What to do >>
Your answer must be the exact lines from the one holding "Expected: one point per instance of the green leaf, reported" through the end of the entries, with no pictures.
-- Dataset content follows --
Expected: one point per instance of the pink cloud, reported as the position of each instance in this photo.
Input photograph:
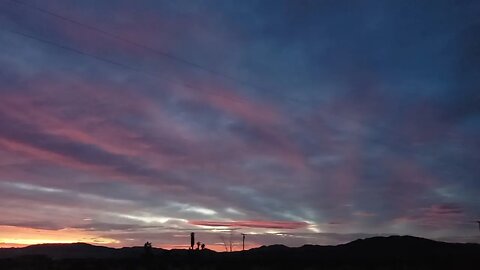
(251, 224)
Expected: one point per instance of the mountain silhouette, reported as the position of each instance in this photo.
(392, 252)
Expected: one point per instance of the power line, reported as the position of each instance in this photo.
(125, 66)
(135, 69)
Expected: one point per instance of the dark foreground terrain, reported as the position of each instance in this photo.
(395, 252)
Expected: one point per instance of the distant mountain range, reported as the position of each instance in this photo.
(385, 247)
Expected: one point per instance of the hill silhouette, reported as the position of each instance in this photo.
(393, 252)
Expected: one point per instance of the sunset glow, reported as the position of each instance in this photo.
(298, 122)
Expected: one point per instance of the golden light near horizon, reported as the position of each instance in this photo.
(18, 236)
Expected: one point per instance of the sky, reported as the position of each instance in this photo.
(294, 122)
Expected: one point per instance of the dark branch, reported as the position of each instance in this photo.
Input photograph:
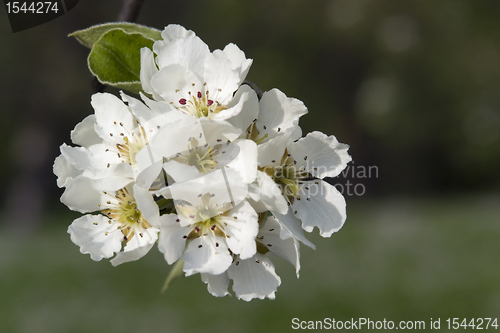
(130, 10)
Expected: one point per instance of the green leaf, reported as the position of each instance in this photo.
(115, 59)
(88, 37)
(175, 272)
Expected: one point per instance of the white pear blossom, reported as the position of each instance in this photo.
(182, 73)
(255, 277)
(298, 171)
(214, 233)
(128, 223)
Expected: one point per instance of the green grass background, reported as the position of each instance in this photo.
(395, 258)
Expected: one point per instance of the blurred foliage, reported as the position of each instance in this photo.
(412, 87)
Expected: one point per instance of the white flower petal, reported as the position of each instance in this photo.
(322, 155)
(131, 255)
(222, 80)
(218, 130)
(148, 70)
(279, 113)
(291, 226)
(238, 60)
(216, 284)
(80, 196)
(84, 134)
(207, 254)
(241, 229)
(248, 151)
(271, 152)
(254, 278)
(79, 157)
(147, 205)
(172, 240)
(95, 236)
(173, 83)
(249, 109)
(326, 208)
(287, 249)
(64, 171)
(138, 109)
(188, 52)
(173, 32)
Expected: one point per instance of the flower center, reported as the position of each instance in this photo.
(132, 146)
(123, 210)
(208, 217)
(200, 105)
(253, 133)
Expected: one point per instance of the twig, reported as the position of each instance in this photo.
(128, 13)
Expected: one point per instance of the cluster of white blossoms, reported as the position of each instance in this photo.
(215, 175)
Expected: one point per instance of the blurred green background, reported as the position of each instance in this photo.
(412, 86)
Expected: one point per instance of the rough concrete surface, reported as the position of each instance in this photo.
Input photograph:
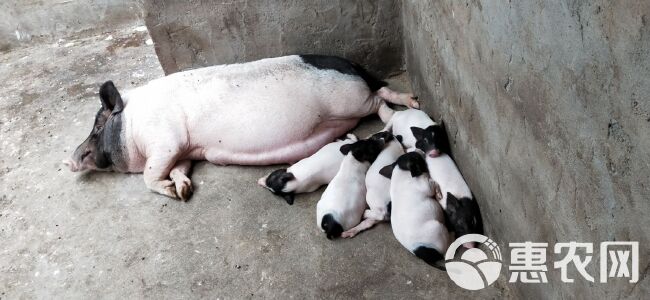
-- Dataset content concluded --
Solution to this exercise >>
Expected: one point per instance of the green leaf, reported as the position of each instance in this photo.
(115, 59)
(88, 37)
(175, 272)
Expected: one point per instance of the white pear blossom, reported as the position of each instance in this photo.
(182, 73)
(255, 277)
(298, 171)
(214, 233)
(128, 223)
Expected: one point per instance of the green grass background, reported as the position of each instance in this photo.
(395, 258)
Expected: one point per instance of the blurred foliage, reported as the position of each instance in this photo.
(412, 87)
Expected: one point per instance of the white flower petal, reported as the position of each instance in this photo.
(322, 155)
(131, 255)
(222, 80)
(218, 130)
(148, 70)
(279, 113)
(291, 226)
(238, 60)
(216, 284)
(80, 196)
(84, 134)
(207, 254)
(241, 229)
(248, 151)
(271, 152)
(254, 278)
(79, 157)
(147, 205)
(172, 240)
(95, 236)
(173, 83)
(249, 109)
(326, 208)
(287, 249)
(64, 171)
(138, 109)
(188, 52)
(173, 32)
Expected: one point per instance of the flower center, reported as the position of each instance in this photo.
(132, 146)
(123, 210)
(208, 217)
(200, 105)
(253, 133)
Expected: one point per instance of the twig, reported as the position of each instance in this photo.
(128, 13)
Expected: one point per instance of the cluster of white blossoms, reported as the position of each instance in this photo.
(215, 175)
Expected: one point per instance of the blurred green background, reported as the position of each instance in this photo.
(412, 86)
Expected: one point per instance of the rough concrete surface, reported as the position of each instance in this photo.
Input photograph:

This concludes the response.